[SHORT EXERCISE 1] Write out the stretch of rows from the line containing "Target: khaki trousers" through the end of the rows, both ends included, with no changes.

[DOCUMENT SECTION]

[Begin]

Thursday, April 29, 2004

While building the cloakroom

I've been building a downstairs cloakroom lately.

The warm weather we had was glorious, even the fetid atmosphere that sat over us on Tuesday that ended in a deluge with thunder and lightning. Today the weather has gone back to British best. Overcast, cool, breezing, very North Atlantic. Grey, grey, grey.

Yesterday I was singing and dancing and hammering and building and thinking I could start loving again, and thinking how dangerous such thoughts could be.

Today, I think I'd like to be coddled and tended to by servants.

I am like a cactus, think I. I don't ask for much water (e.g. money). I don't look big up top, but my roots spread far and wide in my own search for nourishment. I don't have a big strong trunk, but being juicy and succulent, I would be eaten alive if I didn't have my prickly spines to protect me. When in my correct element, my fruits are abundant and enjoyed by all passersby.

So what the hell is a cactus doing living in a damp greenhouse (eg. this London climate), where it is least likely to survive? Vulnerable to and attacked by rot and pestilence.

The rot that floats about in and spreads through the air (eg. our media), and rests in the decaying matter that has been shed by wasteful plants that have leaves (eg. the old fallen ideas of the loud squanderers). This is not even rot that produces beautiful mushrooms (eg. the exciting extremes of a decadent society), but lives invisibly and seeks vulnerable hosts like me to feed off parasitically.

The pestilence of blood-sucking aphids, and of soil larvae that emerge to burrow into my roots.

What masochist am I that I should choose to live here?


Like many in my generation, I was in the Seventies and Eighties taught that when it comes to buildings and furniture, old is always better. This movement was probably a reaction to the shabby construction and manufacturing standards that existed in the Fifties and Sixties here. Hence there was a massive trend to restore Victorian houses and buy up anything that was antique. This did great business for Sotheby's and Christie's and neighbourhoods where the owners wanted to fuck off to Majorca.

[End]

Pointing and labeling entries
[Begin]

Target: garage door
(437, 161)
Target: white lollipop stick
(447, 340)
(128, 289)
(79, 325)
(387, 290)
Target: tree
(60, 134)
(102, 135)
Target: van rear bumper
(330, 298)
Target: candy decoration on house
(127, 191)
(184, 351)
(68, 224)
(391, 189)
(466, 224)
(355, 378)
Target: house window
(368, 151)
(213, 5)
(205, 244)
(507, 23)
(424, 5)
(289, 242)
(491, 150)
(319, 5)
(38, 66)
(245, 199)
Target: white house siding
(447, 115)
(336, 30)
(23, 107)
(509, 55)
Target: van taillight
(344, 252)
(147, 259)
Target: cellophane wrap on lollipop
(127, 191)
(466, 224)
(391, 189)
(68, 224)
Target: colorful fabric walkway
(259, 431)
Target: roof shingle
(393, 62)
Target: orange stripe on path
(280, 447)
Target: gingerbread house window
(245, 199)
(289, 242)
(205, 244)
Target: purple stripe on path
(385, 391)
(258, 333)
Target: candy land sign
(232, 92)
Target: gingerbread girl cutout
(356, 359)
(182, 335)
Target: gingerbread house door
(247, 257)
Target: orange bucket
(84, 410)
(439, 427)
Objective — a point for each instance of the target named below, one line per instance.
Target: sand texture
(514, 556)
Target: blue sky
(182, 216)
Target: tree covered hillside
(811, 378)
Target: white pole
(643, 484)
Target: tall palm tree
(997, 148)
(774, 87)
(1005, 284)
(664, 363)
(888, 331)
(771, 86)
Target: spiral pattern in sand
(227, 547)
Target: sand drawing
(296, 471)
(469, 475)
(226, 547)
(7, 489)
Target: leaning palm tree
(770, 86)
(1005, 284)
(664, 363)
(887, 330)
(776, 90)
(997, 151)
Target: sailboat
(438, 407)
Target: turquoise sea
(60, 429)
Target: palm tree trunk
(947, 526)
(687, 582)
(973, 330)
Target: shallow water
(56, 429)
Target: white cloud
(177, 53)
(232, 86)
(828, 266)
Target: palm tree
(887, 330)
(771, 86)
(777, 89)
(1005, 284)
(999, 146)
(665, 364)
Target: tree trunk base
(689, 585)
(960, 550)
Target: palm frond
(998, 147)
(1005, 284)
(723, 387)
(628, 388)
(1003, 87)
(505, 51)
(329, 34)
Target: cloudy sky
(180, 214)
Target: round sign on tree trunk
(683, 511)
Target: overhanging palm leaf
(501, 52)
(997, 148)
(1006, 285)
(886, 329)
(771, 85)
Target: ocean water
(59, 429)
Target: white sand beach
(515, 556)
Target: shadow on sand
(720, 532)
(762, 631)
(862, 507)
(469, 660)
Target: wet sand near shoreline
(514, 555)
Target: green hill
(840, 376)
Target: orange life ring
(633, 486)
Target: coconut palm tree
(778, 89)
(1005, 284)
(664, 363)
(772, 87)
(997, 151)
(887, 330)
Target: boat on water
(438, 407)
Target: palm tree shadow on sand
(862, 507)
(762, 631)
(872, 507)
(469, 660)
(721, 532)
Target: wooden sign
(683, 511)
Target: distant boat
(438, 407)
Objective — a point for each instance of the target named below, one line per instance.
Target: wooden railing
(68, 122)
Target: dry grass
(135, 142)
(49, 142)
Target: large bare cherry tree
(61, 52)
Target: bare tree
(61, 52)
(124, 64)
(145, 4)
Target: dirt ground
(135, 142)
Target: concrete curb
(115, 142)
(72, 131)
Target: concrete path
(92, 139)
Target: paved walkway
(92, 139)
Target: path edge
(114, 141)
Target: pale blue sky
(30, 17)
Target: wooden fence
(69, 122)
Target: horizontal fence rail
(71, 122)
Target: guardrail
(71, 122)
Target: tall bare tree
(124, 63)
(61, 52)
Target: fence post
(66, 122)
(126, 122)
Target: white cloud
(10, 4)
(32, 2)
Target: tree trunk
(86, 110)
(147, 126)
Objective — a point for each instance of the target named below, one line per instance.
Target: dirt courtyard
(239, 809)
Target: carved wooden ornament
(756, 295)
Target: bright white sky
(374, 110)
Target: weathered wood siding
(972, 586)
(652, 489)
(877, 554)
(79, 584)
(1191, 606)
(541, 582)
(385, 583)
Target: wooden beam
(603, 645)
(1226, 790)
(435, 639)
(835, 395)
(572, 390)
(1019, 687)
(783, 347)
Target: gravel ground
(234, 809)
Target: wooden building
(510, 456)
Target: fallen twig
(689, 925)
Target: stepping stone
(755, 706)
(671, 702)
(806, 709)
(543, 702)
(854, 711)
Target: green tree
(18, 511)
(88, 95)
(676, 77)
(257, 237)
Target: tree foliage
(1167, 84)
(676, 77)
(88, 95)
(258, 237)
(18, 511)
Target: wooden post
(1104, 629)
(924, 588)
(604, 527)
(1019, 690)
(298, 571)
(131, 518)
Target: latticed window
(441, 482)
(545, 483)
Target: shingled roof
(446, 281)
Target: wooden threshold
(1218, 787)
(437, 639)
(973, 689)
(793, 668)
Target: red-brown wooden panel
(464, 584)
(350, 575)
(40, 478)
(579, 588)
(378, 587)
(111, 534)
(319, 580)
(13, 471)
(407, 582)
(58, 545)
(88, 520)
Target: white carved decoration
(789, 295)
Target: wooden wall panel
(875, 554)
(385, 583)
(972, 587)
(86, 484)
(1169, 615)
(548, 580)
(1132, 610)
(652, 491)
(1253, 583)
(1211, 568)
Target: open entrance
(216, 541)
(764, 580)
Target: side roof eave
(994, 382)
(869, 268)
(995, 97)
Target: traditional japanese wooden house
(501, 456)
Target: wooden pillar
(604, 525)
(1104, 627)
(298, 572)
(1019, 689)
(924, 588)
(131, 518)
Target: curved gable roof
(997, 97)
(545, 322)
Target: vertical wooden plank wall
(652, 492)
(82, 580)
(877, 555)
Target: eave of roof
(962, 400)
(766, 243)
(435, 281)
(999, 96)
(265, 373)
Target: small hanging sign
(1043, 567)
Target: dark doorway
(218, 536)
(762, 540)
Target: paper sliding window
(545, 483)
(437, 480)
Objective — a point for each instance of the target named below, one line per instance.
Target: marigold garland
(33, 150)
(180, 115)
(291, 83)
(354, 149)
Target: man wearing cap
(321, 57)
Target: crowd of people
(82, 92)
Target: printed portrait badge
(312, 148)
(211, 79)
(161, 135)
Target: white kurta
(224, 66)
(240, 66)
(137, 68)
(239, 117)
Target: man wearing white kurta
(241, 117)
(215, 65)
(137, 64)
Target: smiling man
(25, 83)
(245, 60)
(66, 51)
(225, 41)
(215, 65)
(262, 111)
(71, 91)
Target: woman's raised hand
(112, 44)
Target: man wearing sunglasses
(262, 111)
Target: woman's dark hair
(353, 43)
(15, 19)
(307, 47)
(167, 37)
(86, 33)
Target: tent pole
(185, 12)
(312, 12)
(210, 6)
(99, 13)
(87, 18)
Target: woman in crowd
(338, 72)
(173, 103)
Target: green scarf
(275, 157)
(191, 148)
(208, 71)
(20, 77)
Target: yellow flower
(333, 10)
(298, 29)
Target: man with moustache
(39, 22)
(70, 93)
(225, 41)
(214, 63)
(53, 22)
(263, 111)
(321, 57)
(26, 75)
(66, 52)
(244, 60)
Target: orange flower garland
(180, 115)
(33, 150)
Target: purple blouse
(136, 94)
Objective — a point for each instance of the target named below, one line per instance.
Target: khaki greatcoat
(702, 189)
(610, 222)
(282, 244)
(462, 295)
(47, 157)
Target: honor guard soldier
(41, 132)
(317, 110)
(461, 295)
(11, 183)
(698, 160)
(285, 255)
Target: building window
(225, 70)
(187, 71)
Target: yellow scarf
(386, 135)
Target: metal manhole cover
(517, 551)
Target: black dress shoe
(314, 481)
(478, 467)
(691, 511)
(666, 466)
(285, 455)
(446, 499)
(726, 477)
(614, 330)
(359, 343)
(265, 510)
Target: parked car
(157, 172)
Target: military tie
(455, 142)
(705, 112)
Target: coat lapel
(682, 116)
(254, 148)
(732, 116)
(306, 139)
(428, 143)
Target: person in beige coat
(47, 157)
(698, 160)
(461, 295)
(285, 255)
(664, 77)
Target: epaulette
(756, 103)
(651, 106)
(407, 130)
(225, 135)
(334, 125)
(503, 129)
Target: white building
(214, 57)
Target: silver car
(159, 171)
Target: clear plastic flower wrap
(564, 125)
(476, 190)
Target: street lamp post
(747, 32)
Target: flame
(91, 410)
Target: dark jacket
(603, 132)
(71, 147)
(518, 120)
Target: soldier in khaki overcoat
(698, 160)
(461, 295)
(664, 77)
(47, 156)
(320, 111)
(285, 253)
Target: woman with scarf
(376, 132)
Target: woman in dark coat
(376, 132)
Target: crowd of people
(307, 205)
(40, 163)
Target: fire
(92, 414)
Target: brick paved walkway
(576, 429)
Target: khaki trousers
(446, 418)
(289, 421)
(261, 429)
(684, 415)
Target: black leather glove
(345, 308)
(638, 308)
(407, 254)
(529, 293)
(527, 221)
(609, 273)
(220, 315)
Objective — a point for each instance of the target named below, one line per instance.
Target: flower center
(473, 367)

[End]

[SHORT EXERCISE 2]
Answer these questions about the cloakroom entry:
(a) What date heads the entry?
(b) To what plant does the writer compare themself?
(c) Which two auction houses are said to have done great business?

[COMPLETE RESPONSE 1]
Target: khaki trousers
(446, 418)
(289, 421)
(261, 429)
(684, 415)
Target: black leather glove
(345, 308)
(638, 308)
(407, 254)
(529, 293)
(527, 221)
(609, 273)
(220, 315)
Objective — a point for each instance of the target named below, one line per instance.
Target: flower center
(473, 367)

[COMPLETE RESPONSE 2]
(a) Thursday, April 29, 2004
(b) A cactus
(c) Sotheby's and Christie's